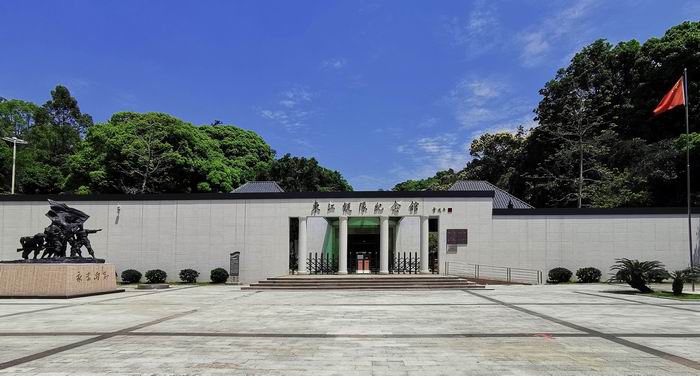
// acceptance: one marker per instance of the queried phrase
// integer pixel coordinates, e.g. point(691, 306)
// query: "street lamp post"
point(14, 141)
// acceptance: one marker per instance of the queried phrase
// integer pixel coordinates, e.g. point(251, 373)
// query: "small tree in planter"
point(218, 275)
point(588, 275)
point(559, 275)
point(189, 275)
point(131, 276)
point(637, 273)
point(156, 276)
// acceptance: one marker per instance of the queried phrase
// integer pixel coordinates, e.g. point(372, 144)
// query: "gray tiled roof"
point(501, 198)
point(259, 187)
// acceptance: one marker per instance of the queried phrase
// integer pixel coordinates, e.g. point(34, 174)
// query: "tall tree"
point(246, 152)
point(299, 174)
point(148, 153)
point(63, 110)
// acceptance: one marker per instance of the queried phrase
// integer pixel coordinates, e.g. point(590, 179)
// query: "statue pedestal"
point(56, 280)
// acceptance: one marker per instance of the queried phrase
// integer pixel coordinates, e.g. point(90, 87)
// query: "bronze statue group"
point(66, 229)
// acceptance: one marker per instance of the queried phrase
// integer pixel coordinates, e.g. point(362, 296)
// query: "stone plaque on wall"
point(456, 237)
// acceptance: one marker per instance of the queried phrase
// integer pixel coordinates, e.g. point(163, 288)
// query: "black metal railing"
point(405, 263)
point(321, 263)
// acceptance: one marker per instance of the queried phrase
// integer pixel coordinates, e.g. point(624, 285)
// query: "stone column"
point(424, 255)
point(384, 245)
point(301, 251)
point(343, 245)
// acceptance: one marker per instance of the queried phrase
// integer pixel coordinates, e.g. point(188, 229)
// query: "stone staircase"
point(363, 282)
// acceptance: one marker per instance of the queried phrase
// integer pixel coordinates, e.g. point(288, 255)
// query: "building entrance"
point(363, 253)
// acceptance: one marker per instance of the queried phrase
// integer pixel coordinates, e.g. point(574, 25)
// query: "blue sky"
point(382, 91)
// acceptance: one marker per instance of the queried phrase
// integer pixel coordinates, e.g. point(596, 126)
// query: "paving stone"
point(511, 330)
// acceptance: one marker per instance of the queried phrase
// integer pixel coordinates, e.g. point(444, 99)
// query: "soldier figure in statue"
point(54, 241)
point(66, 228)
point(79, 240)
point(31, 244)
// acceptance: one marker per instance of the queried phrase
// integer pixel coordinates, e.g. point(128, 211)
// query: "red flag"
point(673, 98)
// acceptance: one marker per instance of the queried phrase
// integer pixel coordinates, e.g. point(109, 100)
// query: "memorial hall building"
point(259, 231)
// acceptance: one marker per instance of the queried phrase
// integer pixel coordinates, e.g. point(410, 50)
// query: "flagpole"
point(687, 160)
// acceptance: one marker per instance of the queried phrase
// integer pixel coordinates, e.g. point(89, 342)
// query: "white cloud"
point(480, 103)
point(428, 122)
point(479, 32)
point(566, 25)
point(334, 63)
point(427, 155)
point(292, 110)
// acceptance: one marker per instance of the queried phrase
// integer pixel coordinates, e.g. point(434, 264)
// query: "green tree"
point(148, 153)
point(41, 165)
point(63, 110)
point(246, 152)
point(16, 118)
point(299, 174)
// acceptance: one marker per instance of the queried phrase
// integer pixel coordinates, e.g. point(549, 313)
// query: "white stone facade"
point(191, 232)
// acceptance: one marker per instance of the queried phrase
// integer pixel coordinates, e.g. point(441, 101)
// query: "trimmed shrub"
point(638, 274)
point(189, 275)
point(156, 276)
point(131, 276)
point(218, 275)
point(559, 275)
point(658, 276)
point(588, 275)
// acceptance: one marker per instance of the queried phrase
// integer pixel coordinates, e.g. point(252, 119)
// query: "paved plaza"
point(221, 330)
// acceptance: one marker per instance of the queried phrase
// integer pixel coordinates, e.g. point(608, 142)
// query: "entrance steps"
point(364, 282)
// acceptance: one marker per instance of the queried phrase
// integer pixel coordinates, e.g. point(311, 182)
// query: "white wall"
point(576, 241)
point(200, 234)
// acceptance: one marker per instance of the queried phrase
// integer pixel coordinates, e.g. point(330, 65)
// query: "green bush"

════════

Transcribe the full listing above exactly, with the images removed.

// acceptance: one marker per instance of the queried phrase
// integer pixel coordinates, e.g. point(691, 306)
// query: "street lamp post"
point(14, 141)
// acceptance: one marker per instance of the queried phrase
// integer pixel coordinates, e.g. point(251, 373)
// query: "small tree in planter"
point(218, 275)
point(588, 275)
point(559, 275)
point(189, 275)
point(131, 276)
point(637, 273)
point(156, 276)
// acceptance: one marker per instance of the queried phrase
// integer pixel coordinates, e.g. point(372, 144)
// query: "gray tiled roof"
point(501, 198)
point(259, 187)
// acceptance: one marker per instance of the queried phrase
// integer pixel coordinates, e.g. point(34, 174)
// query: "tall tree"
point(246, 152)
point(299, 174)
point(148, 153)
point(63, 110)
// acceptance: one marker per instance of the queried phrase
// integer pixel coordinates, e.g. point(590, 179)
// query: "statue pedestal"
point(56, 280)
// acceptance: one marker per instance of the queried phrase
// integer pixel coordinates, e.g. point(90, 87)
// query: "bronze statue group"
point(66, 229)
// acceptance: one marker per instance of the queried phrase
// integer pixel coordinates, e.g. point(362, 296)
// query: "stone plaque on wall"
point(456, 237)
// acceptance: one marker per instance of the queried phrase
// integer pixel coordinates, e.g. point(163, 288)
// query: "black metal railing"
point(405, 263)
point(321, 263)
// acceptance: one marker per instance of the queried phrase
// integer pixel coordinates, e.g. point(624, 285)
// query: "stone column"
point(424, 255)
point(384, 245)
point(301, 251)
point(343, 245)
// acceptance: one marker per instance of the queried phrase
// integer pixel coordinates, e.g. point(188, 229)
// query: "stone staircase"
point(363, 282)
// acceptance: one marker per instance of the queried phrase
// integer pixel coordinates, e.g. point(288, 255)
// query: "building entrance"
point(363, 253)
// acceptance: one marker per instance of the queried phrase
// integer pixel coordinates, e.g. point(574, 25)
// query: "blue sky"
point(382, 91)
// acceptance: one marker per instance of the queried phrase
// integer pixel coordinates, e.g. point(596, 126)
// query: "paving stone"
point(511, 330)
// acceptance: one marker per instance of the queried phrase
// integer pixel coordinates, e.g. point(444, 99)
// query: "soldier figure in statue"
point(54, 241)
point(66, 228)
point(79, 240)
point(31, 244)
// acceptance: one marker per instance of the queried phrase
// integer pixel coordinates, e.g. point(128, 211)
// query: "red flag"
point(673, 98)
// acceptance: one marker per instance of the queried phrase
// integer pixel coordinates, e.g. point(109, 100)
// query: "memorial hall building"
point(259, 231)
// acceptance: one marker per instance of the queried phrase
// integer pixel coordinates, e.g. point(410, 50)
// query: "flagpole"
point(687, 160)
// acceptance: one marker per instance of the queried phrase
// integer pixel coordinates, e.g. point(89, 342)
// query: "white cloud"
point(480, 103)
point(428, 122)
point(479, 32)
point(566, 25)
point(334, 63)
point(427, 155)
point(292, 110)
// acceptance: one marker per instance of the queried phrase
// integer pixel coordinates, e.g. point(434, 264)
// query: "green tree"
point(148, 153)
point(41, 165)
point(63, 110)
point(246, 152)
point(16, 118)
point(299, 174)
// acceptance: one marker per instance of the queried phrase
// integer pixel coordinates, e.g. point(549, 313)
// query: "white stone facade"
point(191, 232)
// acceptance: one marker per instance of the queried phrase
// integer pixel coordinates, e.g. point(441, 101)
// query: "trimmed shrub"
point(638, 274)
point(189, 275)
point(156, 276)
point(131, 276)
point(218, 275)
point(559, 275)
point(658, 276)
point(588, 275)
// acceptance: one marker per instance of the queried phrase
// integer pixel coordinates, e.g. point(252, 119)
// query: "paved plaza"
point(221, 330)
// acceptance: one marker per instance of the queried phrase
// integer pixel coordinates, e.g. point(608, 142)
// query: "entrance steps"
point(364, 282)
// acceptance: one marker per instance of the queried phrase
// integer pixel coordinates, e.g. point(311, 182)
// query: "white wall"
point(576, 241)
point(200, 234)
// acceptance: one marker per instance of the queried phrase
// integer pixel coordinates, e.g. point(330, 65)
// query: "green bush"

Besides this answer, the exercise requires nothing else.